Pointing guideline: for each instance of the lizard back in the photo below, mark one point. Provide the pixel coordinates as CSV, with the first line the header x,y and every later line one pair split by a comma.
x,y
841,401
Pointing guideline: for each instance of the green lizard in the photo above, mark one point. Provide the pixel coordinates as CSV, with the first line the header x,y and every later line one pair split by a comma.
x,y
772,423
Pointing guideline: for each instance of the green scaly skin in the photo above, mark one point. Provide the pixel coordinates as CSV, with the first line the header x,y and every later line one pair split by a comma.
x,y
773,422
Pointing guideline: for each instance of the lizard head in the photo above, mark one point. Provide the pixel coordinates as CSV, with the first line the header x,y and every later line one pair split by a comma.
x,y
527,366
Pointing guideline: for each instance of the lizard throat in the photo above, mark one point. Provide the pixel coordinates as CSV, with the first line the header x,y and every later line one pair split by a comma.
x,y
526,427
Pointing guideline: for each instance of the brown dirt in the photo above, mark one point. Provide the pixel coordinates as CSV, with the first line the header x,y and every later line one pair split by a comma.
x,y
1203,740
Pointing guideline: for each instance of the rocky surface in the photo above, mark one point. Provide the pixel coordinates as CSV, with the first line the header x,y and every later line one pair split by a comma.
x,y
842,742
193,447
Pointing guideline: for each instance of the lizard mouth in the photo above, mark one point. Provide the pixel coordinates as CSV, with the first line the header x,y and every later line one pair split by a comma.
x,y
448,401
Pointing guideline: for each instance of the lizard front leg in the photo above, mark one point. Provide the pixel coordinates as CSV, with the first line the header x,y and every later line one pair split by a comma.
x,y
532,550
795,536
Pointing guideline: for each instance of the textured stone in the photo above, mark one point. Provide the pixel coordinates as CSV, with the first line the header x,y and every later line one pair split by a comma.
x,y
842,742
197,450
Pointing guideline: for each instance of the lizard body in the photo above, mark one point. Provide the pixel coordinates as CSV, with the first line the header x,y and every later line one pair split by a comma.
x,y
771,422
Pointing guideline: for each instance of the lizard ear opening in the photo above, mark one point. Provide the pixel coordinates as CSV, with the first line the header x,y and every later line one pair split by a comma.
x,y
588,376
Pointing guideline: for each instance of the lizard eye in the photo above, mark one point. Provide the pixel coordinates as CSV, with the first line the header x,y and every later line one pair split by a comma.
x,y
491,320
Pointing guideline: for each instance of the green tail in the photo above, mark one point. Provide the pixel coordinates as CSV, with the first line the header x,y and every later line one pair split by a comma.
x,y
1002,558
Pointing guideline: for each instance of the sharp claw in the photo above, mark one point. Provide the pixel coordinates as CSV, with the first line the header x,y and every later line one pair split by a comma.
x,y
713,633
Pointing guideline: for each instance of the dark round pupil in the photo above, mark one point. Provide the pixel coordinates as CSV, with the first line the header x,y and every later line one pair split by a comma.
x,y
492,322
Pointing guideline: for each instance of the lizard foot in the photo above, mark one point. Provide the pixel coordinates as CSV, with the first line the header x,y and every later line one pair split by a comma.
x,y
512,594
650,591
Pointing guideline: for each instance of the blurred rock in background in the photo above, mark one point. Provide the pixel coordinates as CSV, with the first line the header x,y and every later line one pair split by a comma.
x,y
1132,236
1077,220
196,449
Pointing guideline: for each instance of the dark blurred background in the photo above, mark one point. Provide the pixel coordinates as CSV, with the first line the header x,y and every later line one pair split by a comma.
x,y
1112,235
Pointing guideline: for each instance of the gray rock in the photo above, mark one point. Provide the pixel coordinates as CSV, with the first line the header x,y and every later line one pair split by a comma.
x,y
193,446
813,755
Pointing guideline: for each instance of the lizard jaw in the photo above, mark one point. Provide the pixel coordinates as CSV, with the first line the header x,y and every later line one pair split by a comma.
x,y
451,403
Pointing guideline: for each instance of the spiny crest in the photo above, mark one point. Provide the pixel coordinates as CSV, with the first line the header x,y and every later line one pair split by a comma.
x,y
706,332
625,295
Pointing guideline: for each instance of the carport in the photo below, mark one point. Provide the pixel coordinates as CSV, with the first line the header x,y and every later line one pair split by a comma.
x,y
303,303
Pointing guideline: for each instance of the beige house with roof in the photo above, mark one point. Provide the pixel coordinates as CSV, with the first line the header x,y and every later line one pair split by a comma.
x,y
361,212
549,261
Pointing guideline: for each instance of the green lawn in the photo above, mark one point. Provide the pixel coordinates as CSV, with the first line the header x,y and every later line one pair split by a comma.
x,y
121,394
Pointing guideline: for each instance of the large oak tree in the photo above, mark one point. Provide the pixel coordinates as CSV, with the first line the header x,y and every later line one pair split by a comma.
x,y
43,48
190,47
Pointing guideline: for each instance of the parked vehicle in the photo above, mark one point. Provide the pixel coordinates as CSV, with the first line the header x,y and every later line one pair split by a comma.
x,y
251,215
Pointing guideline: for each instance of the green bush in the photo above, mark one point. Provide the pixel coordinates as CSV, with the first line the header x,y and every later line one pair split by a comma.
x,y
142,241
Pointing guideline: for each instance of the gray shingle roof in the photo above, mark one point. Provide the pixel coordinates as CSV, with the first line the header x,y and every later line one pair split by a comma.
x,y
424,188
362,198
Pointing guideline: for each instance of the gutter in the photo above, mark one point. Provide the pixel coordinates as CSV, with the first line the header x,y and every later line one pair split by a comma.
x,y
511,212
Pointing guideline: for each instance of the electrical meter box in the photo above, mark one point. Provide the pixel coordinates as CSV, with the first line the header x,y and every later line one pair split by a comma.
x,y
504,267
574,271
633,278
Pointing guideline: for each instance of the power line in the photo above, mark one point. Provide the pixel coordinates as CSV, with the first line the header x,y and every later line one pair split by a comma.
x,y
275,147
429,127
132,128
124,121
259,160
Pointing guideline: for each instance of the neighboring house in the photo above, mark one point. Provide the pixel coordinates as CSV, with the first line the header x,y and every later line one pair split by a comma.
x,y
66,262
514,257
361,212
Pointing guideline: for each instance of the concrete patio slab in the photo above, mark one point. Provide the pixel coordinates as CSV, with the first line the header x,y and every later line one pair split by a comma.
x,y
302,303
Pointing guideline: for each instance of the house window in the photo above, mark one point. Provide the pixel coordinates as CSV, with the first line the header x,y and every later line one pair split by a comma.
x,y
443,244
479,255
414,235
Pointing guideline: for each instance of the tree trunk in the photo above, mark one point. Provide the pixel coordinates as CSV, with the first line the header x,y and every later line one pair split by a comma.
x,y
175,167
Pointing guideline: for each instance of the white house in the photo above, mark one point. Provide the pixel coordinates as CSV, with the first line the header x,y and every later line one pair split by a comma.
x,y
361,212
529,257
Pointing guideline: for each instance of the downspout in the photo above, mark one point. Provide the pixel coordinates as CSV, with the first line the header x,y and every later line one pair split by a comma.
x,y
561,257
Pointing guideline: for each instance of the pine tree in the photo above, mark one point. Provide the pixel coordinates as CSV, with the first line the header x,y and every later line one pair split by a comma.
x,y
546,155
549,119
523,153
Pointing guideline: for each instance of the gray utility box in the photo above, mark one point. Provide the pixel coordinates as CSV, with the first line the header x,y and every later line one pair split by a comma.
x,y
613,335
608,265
*****
Instructions for the task: Every record shown above must be echoed exactly.

Solution for this problem:
Pointing guideline: for each instance of the lizard back in the photo below, mark one point. Provide the pixel coordinates as CSV, with the first line the header x,y and every later line one pair split by a comma.
x,y
841,401
Pointing guideline: for each instance of the green lizard in the photo above, mark one point. Provide the pixel coordinates as CSV, with the first line the header x,y and every later line one pair split by a comma.
x,y
772,423
Pointing guideline: for each instance of the green scaly skin in the photo above, mark one point. Provide the pixel coordinates as CSV, with the first line the header x,y and every later line one pair split by a comma.
x,y
773,422
Pointing guideline: for each instance of the lizard head in the photo above, mark one point. Provide the pixel coordinates as CSV, with the first line the header x,y and every later line one pair split by a comma.
x,y
527,366
Pointing guideline: for each instance of the lizard throat in the photo above, mark one point. Provide the pixel coordinates as CSV, with the first line the header x,y and every later line one pair split by a comma.
x,y
526,427
Pointing guideline: for each instance of the brown dirt in the photo above, mark one point. Provide the pixel coordinates as CSV, with the first line the header x,y and every later line one pair split by a comma.
x,y
1203,740
Pointing guideline: for each instance of the rocky surface in the photo above, mark one point. Provide the pixel coordinates as CSV, with the first line the header x,y and every later line one pair split by a comma.
x,y
842,742
193,447
Pointing guideline: for each instance of the lizard mouth in the photo above, mark one point. Provide the pixel coordinates as CSV, with the first line the header x,y and every later line one pair split by a comma.
x,y
448,401
Pointing guideline: for each instance of the lizard front leg in the photo above, mark one point. Provide the pixel coordinates as CSV, with the first line the header x,y and every later line one pair split by a comma.
x,y
532,550
795,536
Pointing guideline: for each instance of the textured stone in the photo above, mark one point. Provide the pixel coordinates as CSV, with the first line the header x,y and every later line one pair split by a comma.
x,y
842,742
197,450
Pointing guideline: for each instance of the lizard body in the photo above, mark one point. Provide the pixel coordinates as CSV, with the first line the header x,y and every later line one pair split by a comma.
x,y
771,422
Pointing guideline: for each instance of the lizard ear opening in the photo above, mark one point. Provide the pixel coordinates as CSV, with the first line the header x,y and every later line one pair split by a comma.
x,y
588,376
Pointing guideline: for each instance of the lizard eye in the photo above, mark one point. Provide the pixel coordinates as CSV, with the first line the header x,y and every later line one pair split by a comma.
x,y
491,320
Pointing guideline: for each instance of the green tail in the photo above, mark one point. Provide the pixel coordinates as CSV, with the first line the header x,y and every later line one pair split by a comma.
x,y
1002,558
Pointing guideline: for each instance of the sharp claw in the photo above, mark one point. Provide the pixel coordinates as CSV, with the first line the header x,y and every later line one pair split by a comma.
x,y
713,633
Pointing guideline: for each instance of the dark round pupil in the photo above, mark one point. Provide the pixel coordinates as CSV, with the first line the header x,y and every later line one pair split by a comma.
x,y
492,322
Pointing guideline: for each instance of the lizard foot in the photo above, mark one point. Provide the pixel coordinates as CSV, with the first line the header x,y and every later line one pair split by a comma.
x,y
512,594
650,591
Pointing guideline: for each instance of the blurred rock in background in the photo above, mark one point. Provide the pixel coordinates as CSV, with the first line the header x,y and every later line one pair split by a comma.
x,y
1132,236
1077,220
196,449
Pointing guideline: for each instance of the dark blurred background in the photo above, mark one point. Provide the pixel coordinates as CSV, with the first line the header x,y and every later line one pair split by a comma.
x,y
1112,235
Pointing guideline: for each instance of the gray rock in the photo above, mark one point. Provide the pixel coordinates as CSV, with the first line the header x,y and every later line one pair split by a comma.
x,y
193,446
813,755
Pointing guideline: for each instance of the lizard jaw in the photo above, mark one point. Provide the pixel coordinates as CSV, with the first line the header x,y and every later line one pair split by a comma.
x,y
451,403
Pointing guideline: for each instance of the spiny crest in the photo above, mark one point. Provide the pixel coordinates as CSV, with the first line the header x,y and every later line one pair split by a comma.
x,y
706,332
625,295
Pointing guideline: for each instance of the carport in the photo below, mark one point. Provide the pixel coordinates as CSV, with the first line the header x,y and every later line one pair split by a comma.
x,y
303,303
Pointing guideline: for each instance of the beige house with roof in the photo above, mark one point. Provide the pixel coordinates as CSV, with the first line the header x,y and every later line one pair split by a comma.
x,y
361,212
549,261
Pointing guideline: for each instance of the green lawn in the photo above, mark one point. Provide the pixel coordinates as CSV, with the first line the header x,y and every later line one pair split by a comma.
x,y
121,394
Pointing guideline: for each instance of the large oak tree in the photo above, mark one point. Provide the pixel coordinates as CSV, with the first line the header x,y and every later line one pair split by a comma.
x,y
43,48
190,47
Pointing guideline: for each instance of the parked vehicle in the photo above, mark one point. Provide the pixel coordinates as CSV, with the first line the header x,y and every later line one pair split by a comma.
x,y
251,215
Pointing guideline: for each instance of the green bush in the photo above, mark one point. Provide the pixel coordinates as CSV, with the first line the header x,y and every later line one pair split by a comma.
x,y
142,241
Pointing guideline: for each instance of the gray shingle roof in the photo above, mark one point. Provide the pixel coordinates as CSV, with the first line the header x,y and every later line one pair split by a comma.
x,y
424,188
362,198
Pointing guideline: for each instance of the gutter in the photo above, mark one point. Provide the pixel coordinates as CSV, with the first line the header x,y and every later line one pair split by a comma.
x,y
511,212
Pointing guideline: for each instance of the electrical meter box in the photo above, mark one point. Provide the pixel coordinates as CSV, with the first line the header x,y and every later line one pair split by a comma.
x,y
504,267
574,271
633,278
Pointing guideline: for each instance of the power line in the photo above, mark one point. Provide the pixel coordinates as CSV, with the first line the header x,y and every later line one pair split by a comma.
x,y
275,147
429,127
132,128
124,121
259,160
Pointing guideline: for each instance of the neighboring house in the photo above, mark one point. Provide the pixel coordinates as CSV, with the first line the header x,y and every later line one pair split by a comma.
x,y
66,262
514,257
361,212
Pointing guideline: for each instance of the concrete patio slab in the photo above, mark one point. Provide the pixel coordinates as CSV, with the first line the header x,y and every later line one pair split by a comma.
x,y
302,303
Pointing guideline: for each instance of the house window in the photo above, mark one point. Provide the pixel coordinates as CSV, with the first line the header x,y and every later line one pair split by a comma.
x,y
443,244
479,255
414,235
Pointing guideline: for each instance of the tree trunk in the photo above, mark one point. Provide the pixel coordinates as CSV, with the first line the header x,y and every later line one pair split by a comma.
x,y
175,167
Pointing guideline: for each instance of the white house in the photo above, mark one point. Provide the pixel coordinates as CSV, with the first line the header x,y and every later line one pair split by a comma.
x,y
361,212
529,257
Pointing guideline: for each instance of the downspout in the photo above, mark one point. Provide the pixel coordinates as CSV, with the first line the header x,y and every later line one pair split by a comma.
x,y
561,257
Pointing guideline: for each instance of the pine tree in the photo above, mark one point. Provide the pixel coordinates as CSV, with the first line the header x,y and every later line one pair split by a comma.
x,y
546,155
549,119
523,153
Pointing guideline: for each instance of the gray utility box in the photo above, mark one point. Provide the pixel coordinates as CSV, with the first line the header x,y and every later line one pair split by a comma.
x,y
613,335
608,265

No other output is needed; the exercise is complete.